## Start DATA IN THIS EXERCISE
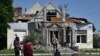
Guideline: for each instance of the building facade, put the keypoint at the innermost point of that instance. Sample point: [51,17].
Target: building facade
[51,20]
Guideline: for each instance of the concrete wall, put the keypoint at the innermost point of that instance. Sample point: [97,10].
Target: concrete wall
[89,43]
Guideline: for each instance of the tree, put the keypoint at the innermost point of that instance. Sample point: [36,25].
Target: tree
[6,15]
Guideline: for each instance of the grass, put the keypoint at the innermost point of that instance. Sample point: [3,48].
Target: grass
[90,50]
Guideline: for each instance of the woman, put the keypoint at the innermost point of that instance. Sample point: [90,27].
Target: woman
[28,48]
[16,46]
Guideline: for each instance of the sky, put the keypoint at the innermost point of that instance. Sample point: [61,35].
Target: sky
[89,9]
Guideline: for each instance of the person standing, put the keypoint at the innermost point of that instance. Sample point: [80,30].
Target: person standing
[28,48]
[57,53]
[16,45]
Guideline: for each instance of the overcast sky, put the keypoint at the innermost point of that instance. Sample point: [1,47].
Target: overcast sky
[89,9]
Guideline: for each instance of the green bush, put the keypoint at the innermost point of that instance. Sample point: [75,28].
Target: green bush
[90,50]
[35,38]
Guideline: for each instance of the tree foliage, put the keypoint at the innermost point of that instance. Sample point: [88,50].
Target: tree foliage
[6,15]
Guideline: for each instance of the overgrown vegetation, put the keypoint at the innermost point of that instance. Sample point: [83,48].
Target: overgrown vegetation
[90,50]
[6,15]
[35,38]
## End DATA IN THIS EXERCISE
* EXERCISE PROMPT
Rewrite the items above so that each "innermost" becomes "most central", with everything else left as it is. Leave the pictures out of your answer.

* SOLUTION TO THIS EXERCISE
Guideline: for each instance of the building facade, put the keypoint at the most central point of that instance. Sample point: [51,17].
Target: building facade
[51,20]
Guideline: for each instance of the concrete wall, put the keypoint at the most central point of that instance. Sample point: [97,10].
Target: concrete wall
[89,43]
Guideline: for each instance of the tree, put the keypoint at the most central point of that instance. Sample point: [36,25].
Target: tree
[6,15]
Guideline: for each instance of the grass, put the keypoint at the most central point of that instance. Sample point: [3,48].
Target: grass
[90,50]
Guideline: for each instance of the woman, put the keypoint at the most central point of that instance. Sample point: [90,27].
Target: woman
[28,48]
[16,46]
Guideline: for each instance of the sky, put the keypoint at the most central point of that instance. Sample point: [61,35].
Target: sky
[89,9]
Guideline: for each instance of the person standing, put the keypoint at the most central point of that instance. Sample point: [80,30].
Target: person standing
[28,48]
[57,53]
[16,45]
Guideline: for each instance of the overcast sky, put the keypoint at the most central point of that instance. Sample point: [1,47].
Target: overcast sky
[89,9]
Guideline: for each instance of the green bush, put the keypoint at the most central point of that instance. Sample point: [75,28].
Target: green bush
[90,50]
[35,38]
Guideline: for each instance of the tree foliage, put the keypoint at the most central point of that instance. Sample point: [88,50].
Target: tree foliage
[6,15]
Guideline: for each instance of the overgrown vegetation, put the keypoint at the most central point of that instance. Sample point: [83,48].
Target: overgrown vegetation
[90,50]
[6,15]
[35,38]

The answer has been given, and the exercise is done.